— Directions —
Identify each line in the records that contains the word "tower", and copy those lines out in full.
BEGIN Data shown
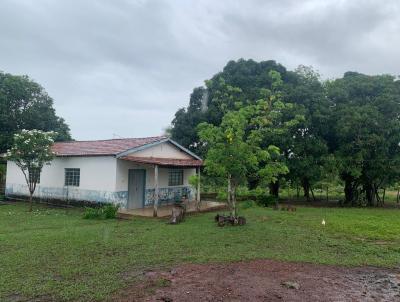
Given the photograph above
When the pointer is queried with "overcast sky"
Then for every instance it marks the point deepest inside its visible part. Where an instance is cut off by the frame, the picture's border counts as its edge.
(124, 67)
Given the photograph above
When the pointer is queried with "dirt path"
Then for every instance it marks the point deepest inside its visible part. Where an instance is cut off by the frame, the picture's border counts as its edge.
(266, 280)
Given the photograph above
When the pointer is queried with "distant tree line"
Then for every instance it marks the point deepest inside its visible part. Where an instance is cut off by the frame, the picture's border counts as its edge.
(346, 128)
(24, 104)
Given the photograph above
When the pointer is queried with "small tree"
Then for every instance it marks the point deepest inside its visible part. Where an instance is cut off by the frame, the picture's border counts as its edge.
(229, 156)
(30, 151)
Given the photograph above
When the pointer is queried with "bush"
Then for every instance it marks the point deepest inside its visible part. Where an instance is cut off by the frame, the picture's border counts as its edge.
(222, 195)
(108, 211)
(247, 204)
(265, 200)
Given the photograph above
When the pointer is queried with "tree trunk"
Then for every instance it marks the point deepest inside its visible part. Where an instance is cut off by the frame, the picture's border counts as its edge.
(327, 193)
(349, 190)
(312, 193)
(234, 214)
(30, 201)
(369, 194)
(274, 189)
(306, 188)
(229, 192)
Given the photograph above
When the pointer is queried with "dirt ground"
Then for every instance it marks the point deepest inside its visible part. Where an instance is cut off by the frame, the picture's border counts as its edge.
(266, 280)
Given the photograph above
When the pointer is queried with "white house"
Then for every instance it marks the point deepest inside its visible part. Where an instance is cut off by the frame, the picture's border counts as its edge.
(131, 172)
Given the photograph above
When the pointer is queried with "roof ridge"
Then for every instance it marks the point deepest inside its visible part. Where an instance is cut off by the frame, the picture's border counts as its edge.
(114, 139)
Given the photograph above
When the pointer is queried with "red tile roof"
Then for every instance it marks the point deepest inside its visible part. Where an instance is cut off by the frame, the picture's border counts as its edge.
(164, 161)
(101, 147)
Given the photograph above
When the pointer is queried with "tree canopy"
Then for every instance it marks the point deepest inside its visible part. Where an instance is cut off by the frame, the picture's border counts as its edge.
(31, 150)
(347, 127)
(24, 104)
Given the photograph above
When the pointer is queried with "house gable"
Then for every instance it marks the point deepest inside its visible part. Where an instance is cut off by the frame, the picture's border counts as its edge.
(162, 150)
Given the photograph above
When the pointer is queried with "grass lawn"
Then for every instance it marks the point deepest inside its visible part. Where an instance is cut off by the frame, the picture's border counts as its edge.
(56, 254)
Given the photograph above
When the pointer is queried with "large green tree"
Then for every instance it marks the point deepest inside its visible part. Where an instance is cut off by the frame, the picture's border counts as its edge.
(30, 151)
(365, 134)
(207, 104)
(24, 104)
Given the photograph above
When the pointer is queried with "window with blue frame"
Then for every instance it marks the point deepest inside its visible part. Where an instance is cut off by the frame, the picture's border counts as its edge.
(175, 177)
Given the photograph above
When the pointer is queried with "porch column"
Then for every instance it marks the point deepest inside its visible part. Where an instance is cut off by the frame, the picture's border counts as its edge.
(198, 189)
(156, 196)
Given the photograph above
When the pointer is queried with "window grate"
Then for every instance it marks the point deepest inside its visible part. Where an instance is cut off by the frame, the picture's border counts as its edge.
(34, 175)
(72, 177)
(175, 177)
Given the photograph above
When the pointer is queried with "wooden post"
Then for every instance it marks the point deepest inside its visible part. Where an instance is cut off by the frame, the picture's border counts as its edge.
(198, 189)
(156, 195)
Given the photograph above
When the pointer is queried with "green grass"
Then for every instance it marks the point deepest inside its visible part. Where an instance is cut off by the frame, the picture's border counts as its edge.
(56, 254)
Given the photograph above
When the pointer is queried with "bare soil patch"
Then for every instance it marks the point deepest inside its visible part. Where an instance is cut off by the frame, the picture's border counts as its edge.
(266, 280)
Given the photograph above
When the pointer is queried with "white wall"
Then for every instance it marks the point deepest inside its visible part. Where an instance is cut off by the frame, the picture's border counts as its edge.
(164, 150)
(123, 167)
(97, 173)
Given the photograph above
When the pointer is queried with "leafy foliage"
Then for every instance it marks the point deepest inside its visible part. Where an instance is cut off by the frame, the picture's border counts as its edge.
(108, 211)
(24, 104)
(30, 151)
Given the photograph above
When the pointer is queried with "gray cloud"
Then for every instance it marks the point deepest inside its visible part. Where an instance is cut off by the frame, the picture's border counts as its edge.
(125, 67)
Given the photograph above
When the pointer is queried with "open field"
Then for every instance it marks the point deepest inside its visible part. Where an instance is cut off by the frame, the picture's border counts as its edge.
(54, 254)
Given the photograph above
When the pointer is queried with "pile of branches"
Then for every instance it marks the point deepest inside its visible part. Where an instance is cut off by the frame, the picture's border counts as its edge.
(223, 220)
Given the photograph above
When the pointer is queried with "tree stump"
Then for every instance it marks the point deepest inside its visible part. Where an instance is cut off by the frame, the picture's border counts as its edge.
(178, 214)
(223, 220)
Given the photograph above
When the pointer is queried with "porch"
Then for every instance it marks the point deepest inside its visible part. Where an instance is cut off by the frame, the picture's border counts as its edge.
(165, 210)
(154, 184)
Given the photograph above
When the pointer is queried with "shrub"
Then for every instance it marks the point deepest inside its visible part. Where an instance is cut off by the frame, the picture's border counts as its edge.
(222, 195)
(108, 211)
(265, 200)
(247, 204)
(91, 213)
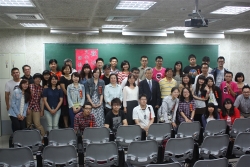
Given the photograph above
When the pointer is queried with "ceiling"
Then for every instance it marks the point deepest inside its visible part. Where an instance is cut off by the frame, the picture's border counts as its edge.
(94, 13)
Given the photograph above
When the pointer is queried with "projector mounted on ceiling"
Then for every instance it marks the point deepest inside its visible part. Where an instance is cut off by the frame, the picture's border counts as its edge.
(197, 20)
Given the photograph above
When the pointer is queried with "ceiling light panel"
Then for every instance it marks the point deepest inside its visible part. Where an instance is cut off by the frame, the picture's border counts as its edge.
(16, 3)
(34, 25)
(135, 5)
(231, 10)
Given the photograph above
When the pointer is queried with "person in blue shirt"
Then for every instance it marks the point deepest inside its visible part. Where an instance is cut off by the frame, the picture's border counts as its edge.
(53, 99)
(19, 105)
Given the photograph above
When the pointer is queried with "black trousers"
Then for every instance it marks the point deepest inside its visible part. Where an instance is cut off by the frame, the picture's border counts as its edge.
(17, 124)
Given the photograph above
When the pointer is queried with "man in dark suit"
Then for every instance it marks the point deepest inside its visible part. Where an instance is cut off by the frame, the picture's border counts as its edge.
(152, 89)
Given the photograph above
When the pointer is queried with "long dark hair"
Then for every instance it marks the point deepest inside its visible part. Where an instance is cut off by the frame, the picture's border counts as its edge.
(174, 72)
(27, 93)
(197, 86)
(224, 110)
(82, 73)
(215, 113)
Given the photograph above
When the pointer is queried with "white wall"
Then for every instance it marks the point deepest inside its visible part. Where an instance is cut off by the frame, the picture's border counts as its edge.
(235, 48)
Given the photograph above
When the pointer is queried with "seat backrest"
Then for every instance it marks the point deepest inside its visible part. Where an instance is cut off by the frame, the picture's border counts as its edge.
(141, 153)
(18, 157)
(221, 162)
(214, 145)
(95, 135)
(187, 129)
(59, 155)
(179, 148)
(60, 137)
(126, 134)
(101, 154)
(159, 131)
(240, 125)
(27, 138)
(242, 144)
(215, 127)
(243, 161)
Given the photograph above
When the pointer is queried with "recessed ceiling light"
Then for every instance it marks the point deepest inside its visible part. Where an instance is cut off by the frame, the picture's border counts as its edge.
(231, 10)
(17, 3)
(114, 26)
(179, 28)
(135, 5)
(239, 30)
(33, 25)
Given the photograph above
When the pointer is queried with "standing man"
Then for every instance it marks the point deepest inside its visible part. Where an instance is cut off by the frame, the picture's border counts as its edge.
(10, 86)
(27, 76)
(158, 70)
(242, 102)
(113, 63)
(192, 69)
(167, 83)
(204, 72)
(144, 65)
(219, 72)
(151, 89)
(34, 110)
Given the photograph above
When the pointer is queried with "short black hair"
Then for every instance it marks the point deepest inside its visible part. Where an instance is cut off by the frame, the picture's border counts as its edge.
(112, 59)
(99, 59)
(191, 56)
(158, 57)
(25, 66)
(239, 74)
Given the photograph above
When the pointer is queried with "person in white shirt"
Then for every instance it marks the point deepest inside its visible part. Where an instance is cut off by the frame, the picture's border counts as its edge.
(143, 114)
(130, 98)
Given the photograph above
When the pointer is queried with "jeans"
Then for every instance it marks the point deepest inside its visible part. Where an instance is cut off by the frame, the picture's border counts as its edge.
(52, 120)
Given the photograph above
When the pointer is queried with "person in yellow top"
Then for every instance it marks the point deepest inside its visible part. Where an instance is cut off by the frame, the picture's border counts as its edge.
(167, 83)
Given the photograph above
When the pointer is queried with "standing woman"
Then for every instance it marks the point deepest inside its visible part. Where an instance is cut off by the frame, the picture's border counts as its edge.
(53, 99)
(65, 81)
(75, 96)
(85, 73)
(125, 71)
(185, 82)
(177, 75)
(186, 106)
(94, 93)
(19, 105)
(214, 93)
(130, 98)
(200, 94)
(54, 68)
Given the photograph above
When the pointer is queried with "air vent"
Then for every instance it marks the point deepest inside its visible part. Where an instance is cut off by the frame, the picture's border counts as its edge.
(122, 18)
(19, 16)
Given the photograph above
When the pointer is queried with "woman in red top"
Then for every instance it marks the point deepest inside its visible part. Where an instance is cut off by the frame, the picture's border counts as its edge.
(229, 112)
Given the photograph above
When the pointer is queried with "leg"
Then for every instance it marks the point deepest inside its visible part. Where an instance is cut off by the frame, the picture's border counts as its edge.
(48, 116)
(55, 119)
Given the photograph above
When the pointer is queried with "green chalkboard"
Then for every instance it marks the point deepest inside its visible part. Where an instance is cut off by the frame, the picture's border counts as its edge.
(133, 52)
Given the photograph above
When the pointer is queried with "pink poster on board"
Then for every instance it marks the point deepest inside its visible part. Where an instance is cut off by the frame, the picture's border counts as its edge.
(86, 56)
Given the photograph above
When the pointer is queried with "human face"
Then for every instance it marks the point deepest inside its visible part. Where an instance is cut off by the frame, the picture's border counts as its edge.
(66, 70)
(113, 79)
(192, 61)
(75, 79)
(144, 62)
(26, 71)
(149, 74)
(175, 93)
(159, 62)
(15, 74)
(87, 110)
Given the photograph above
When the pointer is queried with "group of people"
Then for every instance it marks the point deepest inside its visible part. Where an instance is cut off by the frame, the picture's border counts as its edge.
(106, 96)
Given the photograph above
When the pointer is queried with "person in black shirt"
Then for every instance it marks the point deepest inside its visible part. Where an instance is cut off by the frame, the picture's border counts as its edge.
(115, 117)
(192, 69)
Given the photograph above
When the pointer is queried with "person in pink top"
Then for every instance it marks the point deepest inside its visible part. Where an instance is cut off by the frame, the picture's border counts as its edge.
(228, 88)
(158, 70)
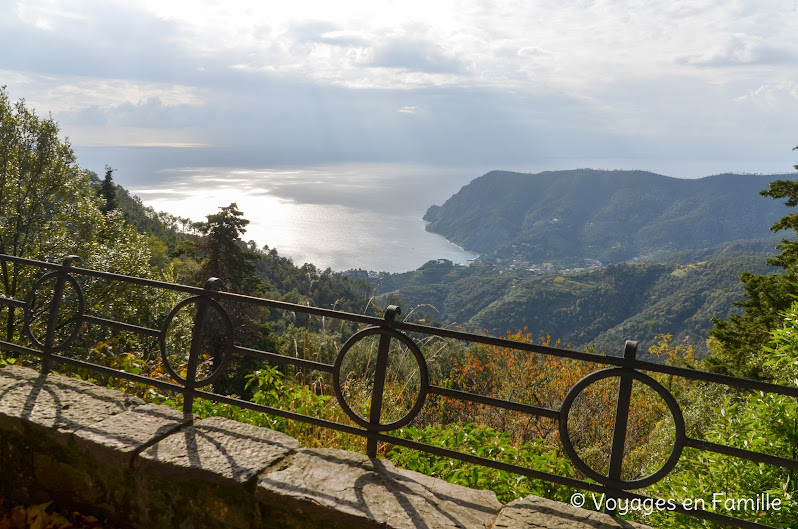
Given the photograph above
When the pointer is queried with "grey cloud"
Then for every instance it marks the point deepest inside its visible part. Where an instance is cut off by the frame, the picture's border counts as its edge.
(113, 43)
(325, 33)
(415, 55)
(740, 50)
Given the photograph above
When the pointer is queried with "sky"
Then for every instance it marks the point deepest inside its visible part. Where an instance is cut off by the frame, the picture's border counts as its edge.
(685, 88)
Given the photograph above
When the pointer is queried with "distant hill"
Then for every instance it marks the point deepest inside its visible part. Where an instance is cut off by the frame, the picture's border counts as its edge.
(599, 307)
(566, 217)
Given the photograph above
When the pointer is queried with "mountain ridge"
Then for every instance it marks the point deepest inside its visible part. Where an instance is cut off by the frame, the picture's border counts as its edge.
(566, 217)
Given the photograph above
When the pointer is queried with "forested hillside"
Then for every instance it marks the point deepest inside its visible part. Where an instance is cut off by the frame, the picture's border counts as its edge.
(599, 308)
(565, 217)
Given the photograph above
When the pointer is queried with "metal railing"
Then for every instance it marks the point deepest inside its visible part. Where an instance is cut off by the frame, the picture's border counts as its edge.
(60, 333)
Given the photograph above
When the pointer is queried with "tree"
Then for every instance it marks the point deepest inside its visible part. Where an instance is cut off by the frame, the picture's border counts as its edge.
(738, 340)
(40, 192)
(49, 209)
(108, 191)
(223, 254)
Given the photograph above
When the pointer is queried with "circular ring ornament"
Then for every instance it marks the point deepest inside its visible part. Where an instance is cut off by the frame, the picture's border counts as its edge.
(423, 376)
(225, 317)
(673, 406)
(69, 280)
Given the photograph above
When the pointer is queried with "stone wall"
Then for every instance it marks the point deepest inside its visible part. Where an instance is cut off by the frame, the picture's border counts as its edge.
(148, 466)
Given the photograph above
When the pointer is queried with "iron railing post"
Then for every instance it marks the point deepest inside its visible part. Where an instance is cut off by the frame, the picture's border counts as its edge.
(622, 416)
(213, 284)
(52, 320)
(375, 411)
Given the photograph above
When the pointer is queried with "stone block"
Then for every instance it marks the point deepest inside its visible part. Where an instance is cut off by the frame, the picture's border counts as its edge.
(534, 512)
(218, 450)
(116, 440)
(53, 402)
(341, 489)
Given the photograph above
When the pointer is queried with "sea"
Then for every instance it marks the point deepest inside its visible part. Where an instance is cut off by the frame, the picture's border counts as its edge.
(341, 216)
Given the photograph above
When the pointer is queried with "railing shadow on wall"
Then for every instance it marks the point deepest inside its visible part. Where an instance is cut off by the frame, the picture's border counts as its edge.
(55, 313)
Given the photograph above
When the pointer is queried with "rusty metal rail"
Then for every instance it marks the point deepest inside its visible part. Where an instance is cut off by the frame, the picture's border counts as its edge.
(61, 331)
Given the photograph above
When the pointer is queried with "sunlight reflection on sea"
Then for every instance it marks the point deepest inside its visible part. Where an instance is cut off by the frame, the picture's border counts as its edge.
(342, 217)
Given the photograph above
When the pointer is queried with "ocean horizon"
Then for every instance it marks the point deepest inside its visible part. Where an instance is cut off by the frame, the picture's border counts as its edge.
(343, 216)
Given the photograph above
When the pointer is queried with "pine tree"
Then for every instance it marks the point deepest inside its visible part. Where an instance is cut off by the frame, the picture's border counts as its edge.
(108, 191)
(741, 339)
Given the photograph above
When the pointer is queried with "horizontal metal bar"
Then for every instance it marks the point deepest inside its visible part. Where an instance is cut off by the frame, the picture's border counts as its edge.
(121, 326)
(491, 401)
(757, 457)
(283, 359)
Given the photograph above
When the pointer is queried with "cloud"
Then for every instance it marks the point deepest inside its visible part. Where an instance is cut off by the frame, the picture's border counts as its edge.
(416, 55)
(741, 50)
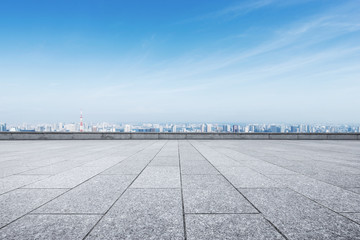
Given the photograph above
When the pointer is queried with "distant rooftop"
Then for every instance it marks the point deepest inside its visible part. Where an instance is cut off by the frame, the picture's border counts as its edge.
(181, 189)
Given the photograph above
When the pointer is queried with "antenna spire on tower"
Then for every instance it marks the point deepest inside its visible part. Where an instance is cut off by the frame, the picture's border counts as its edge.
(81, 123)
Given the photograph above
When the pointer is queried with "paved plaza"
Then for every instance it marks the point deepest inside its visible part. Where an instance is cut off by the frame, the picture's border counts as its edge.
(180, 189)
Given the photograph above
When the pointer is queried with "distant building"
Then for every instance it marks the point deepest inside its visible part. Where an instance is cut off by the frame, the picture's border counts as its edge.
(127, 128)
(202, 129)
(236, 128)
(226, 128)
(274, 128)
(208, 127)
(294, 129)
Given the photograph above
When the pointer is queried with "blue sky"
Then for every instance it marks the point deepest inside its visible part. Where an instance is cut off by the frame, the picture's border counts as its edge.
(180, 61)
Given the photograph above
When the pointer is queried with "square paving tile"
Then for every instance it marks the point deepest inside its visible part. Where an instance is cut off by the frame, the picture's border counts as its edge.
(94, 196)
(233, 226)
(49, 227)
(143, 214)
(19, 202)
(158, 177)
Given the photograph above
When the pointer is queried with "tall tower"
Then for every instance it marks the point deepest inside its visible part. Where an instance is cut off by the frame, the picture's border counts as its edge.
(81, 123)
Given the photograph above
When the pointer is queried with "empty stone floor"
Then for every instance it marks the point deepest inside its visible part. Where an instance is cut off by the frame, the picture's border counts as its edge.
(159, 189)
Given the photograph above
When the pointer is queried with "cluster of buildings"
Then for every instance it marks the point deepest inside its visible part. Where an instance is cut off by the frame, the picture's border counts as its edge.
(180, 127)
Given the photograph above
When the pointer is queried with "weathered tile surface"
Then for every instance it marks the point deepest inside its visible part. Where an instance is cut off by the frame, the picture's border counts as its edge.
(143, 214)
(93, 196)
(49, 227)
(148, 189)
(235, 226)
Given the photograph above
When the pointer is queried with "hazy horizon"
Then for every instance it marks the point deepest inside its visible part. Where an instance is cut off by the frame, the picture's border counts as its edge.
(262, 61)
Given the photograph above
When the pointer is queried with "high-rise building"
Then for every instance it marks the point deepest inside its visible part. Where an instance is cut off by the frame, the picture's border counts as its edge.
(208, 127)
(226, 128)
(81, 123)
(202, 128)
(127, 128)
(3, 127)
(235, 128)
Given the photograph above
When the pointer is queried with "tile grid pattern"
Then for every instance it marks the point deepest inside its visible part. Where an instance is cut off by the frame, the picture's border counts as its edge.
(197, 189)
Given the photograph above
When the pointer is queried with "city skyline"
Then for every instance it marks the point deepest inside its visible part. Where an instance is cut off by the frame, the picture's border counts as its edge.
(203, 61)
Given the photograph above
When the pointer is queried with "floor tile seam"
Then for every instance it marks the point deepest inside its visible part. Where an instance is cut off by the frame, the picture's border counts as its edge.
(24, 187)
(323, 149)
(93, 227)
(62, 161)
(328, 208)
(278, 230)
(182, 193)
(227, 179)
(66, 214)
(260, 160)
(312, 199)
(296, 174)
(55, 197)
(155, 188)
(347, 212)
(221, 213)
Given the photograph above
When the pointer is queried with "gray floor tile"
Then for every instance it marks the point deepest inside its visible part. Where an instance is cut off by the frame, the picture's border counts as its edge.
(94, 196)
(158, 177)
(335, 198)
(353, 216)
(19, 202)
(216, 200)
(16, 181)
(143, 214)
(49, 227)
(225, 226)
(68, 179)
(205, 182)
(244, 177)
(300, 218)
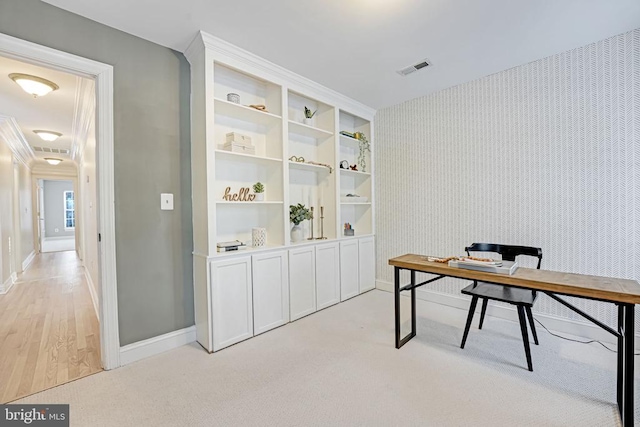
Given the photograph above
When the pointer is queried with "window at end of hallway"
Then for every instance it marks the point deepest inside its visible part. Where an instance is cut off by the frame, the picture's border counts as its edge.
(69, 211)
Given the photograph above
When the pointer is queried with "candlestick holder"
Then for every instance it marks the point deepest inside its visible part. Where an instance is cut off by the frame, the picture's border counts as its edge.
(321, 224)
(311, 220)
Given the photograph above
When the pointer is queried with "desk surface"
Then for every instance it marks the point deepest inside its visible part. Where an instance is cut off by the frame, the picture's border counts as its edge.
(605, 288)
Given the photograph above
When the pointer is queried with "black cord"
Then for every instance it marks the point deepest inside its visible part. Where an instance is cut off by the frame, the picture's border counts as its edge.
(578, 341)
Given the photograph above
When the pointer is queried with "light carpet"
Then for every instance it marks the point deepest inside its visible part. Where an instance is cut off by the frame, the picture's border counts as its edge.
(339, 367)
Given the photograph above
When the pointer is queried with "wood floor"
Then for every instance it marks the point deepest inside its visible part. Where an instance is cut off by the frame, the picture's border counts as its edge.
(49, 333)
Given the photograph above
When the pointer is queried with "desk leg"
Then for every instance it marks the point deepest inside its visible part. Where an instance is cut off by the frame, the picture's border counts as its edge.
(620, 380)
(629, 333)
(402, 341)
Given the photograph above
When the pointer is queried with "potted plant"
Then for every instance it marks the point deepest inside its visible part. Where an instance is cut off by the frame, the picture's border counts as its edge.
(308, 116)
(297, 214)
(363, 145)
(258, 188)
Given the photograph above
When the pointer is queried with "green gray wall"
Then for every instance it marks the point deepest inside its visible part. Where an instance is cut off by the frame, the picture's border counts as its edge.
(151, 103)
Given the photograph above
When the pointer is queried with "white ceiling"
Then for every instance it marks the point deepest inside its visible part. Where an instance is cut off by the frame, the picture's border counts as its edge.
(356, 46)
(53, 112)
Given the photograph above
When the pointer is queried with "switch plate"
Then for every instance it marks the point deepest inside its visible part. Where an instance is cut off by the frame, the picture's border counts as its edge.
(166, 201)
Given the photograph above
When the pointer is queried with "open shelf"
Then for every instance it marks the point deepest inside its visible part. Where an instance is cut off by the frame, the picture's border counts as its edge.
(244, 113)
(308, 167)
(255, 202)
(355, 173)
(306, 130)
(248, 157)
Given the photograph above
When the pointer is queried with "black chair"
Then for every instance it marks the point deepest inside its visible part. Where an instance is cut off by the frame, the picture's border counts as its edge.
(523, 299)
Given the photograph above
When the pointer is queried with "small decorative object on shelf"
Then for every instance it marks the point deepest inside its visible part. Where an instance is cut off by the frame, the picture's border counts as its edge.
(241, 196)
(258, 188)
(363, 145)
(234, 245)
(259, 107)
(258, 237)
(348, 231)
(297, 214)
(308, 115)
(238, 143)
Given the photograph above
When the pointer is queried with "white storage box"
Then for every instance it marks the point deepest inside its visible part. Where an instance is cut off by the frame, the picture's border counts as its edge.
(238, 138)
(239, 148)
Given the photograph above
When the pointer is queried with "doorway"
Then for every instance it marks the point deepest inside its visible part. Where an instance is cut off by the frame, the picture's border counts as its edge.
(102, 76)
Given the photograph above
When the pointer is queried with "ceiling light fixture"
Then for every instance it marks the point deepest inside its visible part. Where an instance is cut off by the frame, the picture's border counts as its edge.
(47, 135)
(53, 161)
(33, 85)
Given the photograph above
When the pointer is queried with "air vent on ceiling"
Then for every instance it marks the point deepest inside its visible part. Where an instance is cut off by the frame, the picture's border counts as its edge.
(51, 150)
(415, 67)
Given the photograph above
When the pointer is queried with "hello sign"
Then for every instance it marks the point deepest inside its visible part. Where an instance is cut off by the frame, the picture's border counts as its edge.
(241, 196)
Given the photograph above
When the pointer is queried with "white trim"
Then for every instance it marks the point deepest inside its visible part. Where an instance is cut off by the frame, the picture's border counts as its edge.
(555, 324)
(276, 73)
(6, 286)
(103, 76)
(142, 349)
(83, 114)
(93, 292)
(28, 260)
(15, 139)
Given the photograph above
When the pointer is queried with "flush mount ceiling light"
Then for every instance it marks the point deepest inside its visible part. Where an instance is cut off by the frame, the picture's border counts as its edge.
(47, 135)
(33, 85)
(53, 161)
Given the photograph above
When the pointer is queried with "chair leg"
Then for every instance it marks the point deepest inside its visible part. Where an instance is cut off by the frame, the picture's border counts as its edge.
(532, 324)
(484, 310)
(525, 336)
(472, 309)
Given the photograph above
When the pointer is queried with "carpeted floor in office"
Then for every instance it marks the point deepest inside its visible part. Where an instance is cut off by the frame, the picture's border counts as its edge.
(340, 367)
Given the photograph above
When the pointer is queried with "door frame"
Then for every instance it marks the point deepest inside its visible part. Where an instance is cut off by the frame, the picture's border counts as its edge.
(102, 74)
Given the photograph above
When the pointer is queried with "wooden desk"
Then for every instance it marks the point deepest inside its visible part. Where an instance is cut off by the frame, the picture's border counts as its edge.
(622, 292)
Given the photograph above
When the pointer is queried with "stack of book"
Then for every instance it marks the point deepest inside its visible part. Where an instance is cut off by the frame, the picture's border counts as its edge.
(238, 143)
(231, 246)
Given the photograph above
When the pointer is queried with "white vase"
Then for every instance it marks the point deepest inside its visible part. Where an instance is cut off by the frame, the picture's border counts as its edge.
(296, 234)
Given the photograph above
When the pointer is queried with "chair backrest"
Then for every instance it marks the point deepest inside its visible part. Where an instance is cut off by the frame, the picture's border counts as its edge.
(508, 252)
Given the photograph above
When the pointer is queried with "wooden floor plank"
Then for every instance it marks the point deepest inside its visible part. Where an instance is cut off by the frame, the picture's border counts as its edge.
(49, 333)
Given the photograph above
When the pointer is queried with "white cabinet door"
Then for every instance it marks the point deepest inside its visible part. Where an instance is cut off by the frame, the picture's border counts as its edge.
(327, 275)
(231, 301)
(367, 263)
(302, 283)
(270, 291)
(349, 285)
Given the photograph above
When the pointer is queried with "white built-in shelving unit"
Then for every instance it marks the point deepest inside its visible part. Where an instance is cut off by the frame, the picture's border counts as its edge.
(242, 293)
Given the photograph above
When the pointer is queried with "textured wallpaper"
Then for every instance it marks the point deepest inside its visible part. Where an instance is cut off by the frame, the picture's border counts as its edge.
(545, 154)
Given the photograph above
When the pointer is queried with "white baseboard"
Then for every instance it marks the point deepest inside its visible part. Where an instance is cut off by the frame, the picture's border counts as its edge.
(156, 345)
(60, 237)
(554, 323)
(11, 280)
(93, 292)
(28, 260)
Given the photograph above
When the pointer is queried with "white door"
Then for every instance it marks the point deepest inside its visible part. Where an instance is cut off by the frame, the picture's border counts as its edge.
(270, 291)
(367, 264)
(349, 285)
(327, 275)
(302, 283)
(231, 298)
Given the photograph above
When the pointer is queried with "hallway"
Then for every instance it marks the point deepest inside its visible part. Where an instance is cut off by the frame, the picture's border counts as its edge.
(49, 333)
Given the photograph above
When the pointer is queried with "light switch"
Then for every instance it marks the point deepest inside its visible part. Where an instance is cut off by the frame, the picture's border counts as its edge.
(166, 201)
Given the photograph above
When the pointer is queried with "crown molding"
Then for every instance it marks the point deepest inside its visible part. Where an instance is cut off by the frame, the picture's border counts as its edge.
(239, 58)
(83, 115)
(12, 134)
END Data shown
— Response to this task —
When the pointer is queried with "antenna spire on tower"
When the pointer is queried with "tall tower"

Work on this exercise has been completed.